(Document text begins)

Whole-y Moley! Do You Know Your Grains?

Well I’m sure you’ve heard it by now “Make half your grains whole.” That catchy little phrase used by the USDA to encourage Americans to be aware of the grains they are consuming. Ever since this phrase created some buzz, people are aiming to eat more whole grains… but are they really eating whole grains or has marketing just made them think they are eating whole grains?

This topic first hit me when Jess and I were at the grocery store. He wanted to buy some kind of bread claiming to be wheat but it looked white and his argument was that it says “wheat.” So of course I had to explain that it is different. Unfortunately, my explanation in the middle of a ton of people and in the mudst of my obsession over the sinful scent of the bakery section came out sounding something like “it just is!!!” So for his sake and yours, I am going to break it down a little more.

A WHOLE grain is simply that. The whole entire part of the grain seed. That means that the food contains the naturally occurring bran, germ, and endosperm (take it back to science class people). It also means all the nutrients and benefits of that particular grain will be present in the food you eat.

It is important to consume whole grains because of the benefits provided by all of their nutrients! Eating whole grains has been shown to help lower cholesterol levels, reduce risk of heart disease, reduce risk of stroke, reduce risk of obesity and diabetes, and reduce the risk of some cancers. Not to mention consumption of whole grains may help with weight management and digestion.

(Document text ends)
(Supplied information begins)

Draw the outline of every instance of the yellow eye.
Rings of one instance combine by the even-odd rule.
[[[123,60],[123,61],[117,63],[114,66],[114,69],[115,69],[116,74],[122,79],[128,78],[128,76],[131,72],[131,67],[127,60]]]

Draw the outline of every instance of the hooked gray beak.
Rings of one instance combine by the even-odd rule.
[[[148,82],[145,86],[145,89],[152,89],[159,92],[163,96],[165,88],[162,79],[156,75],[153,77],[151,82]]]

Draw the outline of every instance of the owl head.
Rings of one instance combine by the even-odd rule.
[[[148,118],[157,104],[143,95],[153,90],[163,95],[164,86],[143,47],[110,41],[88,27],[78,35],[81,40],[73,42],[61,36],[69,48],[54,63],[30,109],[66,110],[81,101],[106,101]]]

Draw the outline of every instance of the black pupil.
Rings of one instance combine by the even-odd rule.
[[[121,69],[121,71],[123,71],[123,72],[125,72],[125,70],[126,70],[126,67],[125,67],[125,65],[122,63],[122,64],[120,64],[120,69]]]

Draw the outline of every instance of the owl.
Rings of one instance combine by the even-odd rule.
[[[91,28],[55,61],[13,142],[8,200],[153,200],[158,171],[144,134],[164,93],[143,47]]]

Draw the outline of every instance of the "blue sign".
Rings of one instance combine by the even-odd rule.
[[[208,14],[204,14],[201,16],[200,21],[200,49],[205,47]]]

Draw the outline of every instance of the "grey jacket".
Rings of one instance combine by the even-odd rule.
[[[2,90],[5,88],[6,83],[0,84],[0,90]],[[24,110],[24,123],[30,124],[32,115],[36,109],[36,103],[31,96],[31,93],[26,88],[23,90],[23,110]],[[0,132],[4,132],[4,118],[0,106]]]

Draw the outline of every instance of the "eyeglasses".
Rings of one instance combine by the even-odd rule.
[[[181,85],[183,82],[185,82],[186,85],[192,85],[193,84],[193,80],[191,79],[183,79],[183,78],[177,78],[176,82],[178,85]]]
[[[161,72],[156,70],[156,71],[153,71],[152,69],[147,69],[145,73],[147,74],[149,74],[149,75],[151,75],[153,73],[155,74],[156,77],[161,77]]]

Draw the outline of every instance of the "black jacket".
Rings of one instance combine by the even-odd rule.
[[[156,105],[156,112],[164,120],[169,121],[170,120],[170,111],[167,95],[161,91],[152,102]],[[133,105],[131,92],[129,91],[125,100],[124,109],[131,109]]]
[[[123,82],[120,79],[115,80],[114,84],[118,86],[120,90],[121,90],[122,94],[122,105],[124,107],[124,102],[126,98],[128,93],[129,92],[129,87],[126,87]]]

(Supplied information ends)

◆ **Things to do**:
#1 According to the whole-grain article, what three naturally occurring parts does a whole-grain food contain?
#2 Decide whether each statement agrees with the whole-grain article, and support each yes or no with the deciding words quoted from it.
(a) The USDA phrase urges Americans to make all of their grains whole.
(b) The bread Jess wanted to buy looked white.
(c) Eating whole grains may help with digestion.
#3 Copy word for word the passage of the whole-grain article between "Well I’m sure" and "a little more.", inclusive.

◆ **Written answers**:
#1 The bran, germ, and endosperm.

#2
(a) No: "Make half your grains whole."
(b) Yes: "it looked white"
(c) Yes: "consumption of whole grains may help with weight management and digestion."

#3
Well I’m sure you’ve heard it by now “Make half your grains whole.” That catchy little phrase used by the USDA to encourage Americans to be aware of the grains they are consuming. Ever since this phrase created some buzz, people are aiming to eat more whole grains… but are they really eating whole grains or has marketing just made them think they are eating whole grains?

This topic first hit me when Jess and I were at the grocery store. He wanted to buy some kind of bread claiming to be wheat but it looked white and his argument was that it says “wheat.” So of course I had to explain that it is different. Unfortunately, my explanation in the middle of a ton of people and in the mudst of my obsession over the sinful scent of the bakery section came out sounding something like “it just is!!!” So for his sake and yours, I am going to break it down a little more.